■ WHAT YOU HAVE TO DO ■
Print the listing once more, exactly as written.

● ● ● ●

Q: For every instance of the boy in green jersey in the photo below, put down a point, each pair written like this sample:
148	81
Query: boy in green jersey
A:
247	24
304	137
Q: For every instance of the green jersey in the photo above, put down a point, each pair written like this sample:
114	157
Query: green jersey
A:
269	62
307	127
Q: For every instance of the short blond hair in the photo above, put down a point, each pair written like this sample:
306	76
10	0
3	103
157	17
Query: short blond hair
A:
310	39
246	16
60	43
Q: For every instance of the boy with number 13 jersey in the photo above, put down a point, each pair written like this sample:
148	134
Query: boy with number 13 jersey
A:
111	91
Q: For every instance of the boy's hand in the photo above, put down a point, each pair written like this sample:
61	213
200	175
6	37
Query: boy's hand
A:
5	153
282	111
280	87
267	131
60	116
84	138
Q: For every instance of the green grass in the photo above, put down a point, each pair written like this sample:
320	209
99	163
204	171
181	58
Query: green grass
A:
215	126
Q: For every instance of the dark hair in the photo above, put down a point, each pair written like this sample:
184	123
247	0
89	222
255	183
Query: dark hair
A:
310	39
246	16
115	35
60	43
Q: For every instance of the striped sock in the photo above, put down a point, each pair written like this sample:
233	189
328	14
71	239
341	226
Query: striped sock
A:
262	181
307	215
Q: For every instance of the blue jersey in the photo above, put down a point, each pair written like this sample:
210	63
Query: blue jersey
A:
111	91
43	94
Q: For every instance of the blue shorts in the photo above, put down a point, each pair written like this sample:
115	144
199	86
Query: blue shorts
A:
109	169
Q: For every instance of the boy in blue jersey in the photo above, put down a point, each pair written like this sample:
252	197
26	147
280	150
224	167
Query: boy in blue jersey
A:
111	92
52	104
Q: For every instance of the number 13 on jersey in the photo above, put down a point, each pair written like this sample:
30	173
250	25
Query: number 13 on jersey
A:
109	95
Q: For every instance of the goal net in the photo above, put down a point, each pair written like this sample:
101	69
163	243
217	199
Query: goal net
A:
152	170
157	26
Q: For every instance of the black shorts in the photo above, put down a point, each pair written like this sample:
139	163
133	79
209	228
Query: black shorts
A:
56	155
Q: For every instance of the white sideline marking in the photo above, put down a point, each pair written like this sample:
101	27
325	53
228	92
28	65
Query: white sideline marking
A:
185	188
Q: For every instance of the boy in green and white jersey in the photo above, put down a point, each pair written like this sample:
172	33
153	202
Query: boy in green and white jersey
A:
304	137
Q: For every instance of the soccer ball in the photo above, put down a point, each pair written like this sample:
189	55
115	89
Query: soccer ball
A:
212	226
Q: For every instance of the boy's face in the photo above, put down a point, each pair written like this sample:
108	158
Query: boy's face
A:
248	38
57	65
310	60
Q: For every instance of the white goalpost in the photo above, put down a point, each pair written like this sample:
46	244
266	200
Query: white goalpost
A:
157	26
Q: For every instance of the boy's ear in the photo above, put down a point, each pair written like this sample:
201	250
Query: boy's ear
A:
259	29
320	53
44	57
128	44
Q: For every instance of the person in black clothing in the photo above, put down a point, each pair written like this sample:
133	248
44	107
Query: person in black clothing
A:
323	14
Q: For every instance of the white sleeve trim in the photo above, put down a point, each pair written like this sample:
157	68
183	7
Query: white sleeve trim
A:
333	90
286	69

● ● ● ●

■ ANSWER TO THE PROBLEM ■
Q: For every instance of the boy in green jersey in the photo below, put down a point, each pair written like this sample:
148	81
Query: boy in green jersey
A:
247	24
304	137
Q: For every instance of the green jersey in the photo above, put down a point, each pair written like this sample:
114	157
Query: green jersey
A:
269	62
307	127
Q: For every instance of the short blond hair in the photo above, put down a point, each pair written like this sample:
306	76
10	0
3	103
157	17
Query: short blond hair
A:
310	39
246	16
60	43
Q: For every instance of the boy with number 13 jersey in the photo above, put down a point, each pair written like this sample:
148	134
Query: boy with number 13 jersey
A:
111	91
Q: For every instance of the boy's hand in the photo above, put down a point, each pair written like this sample:
61	213
200	175
6	37
Query: boy's hand
A:
5	153
282	111
280	87
267	131
60	116
84	138
Q: For every instance of the green grass in the photo above, put down a point, each pair written like this sample:
320	209
99	163
204	171
181	58
Query: green grass
A:
215	126
Q: For every instance of the dark hair in the photo above, put down a point, each pair written like this sample:
184	123
247	0
89	222
255	183
Query: dark hair
A:
310	39
246	16
115	35
60	43
Q: For every instance of the striped sock in the photo above, put down a point, each pair written like this sample:
233	189
328	14
71	239
341	226
Query: striped sock
A:
262	181
307	215
Q: For every instance of the blue jersey in the photo above, put down a point, each pair written like this sample:
210	63
Query: blue jersey
A:
111	91
43	94
Q: For every instance of the blue shorts in the photo above, put down a point, each pair written like this sample:
115	144
199	86
Query: blue shorts
A:
109	169
Q: For every instance of the boy in blue jersey in the photo above, put down a point, each pair written like this sample:
252	197
26	147
280	150
224	167
Query: boy in blue jersey
A:
111	92
52	104
Q: For every instance of the number 13 on jersey in the photo above, put down a point, each pair written like this sample:
30	173
250	25
Query: number 13 on jersey
A:
109	95
Q: For every instance of the goal net in the photo above, put down a point, each pair written like this sample:
101	69
163	243
217	199
Query: goal net
A:
152	170
157	26
Q: For every instance of the black shorts in the photo above, put down a point, each pair written like this sample:
139	163
133	79
209	228
Query: black shorts
A:
56	155
Q: For every instance of the white sideline marking in the photo above, put down a point, each pair written like this sample:
101	27
325	53
228	92
28	65
Query: white sideline marking
A:
185	188
Q: For every instance of the boy in green and white jersey in the photo above, put down a point, each pair written like this sample:
172	33
153	202
Query: boy in green and white jersey
A:
304	137
Q: For every instance of the soccer ball in the photo above, put down a point, each pair written like this sample:
189	55
115	89
Query: soccer ball
A:
212	226
Q: For every instance of the boy's face in the photo above, put down a point, each pair written like this sample:
108	158
Query: boy's face
A:
248	38
57	65
310	60
Q: For every instance of the white goalpost in the photo above, put down a point, each pair written like this sample:
46	244
266	200
Query: white goalpost
A:
157	26
Q: For every instance of the boy's ear in the photo above, put down a point, each pair written like this sample:
201	250
Query: boy's ear
A:
259	29
320	53
44	57
128	44
Q: For every instance of the person in black clothing in the photo above, put down a point, each pair written like this sample:
133	248
44	107
Query: person in black clothing
A:
323	14
Q: For every instance of the white sleeve trim in the photo above, put down a point, each pair written like this sample:
157	68
183	7
Query: white sleeve trim
A:
333	90
286	69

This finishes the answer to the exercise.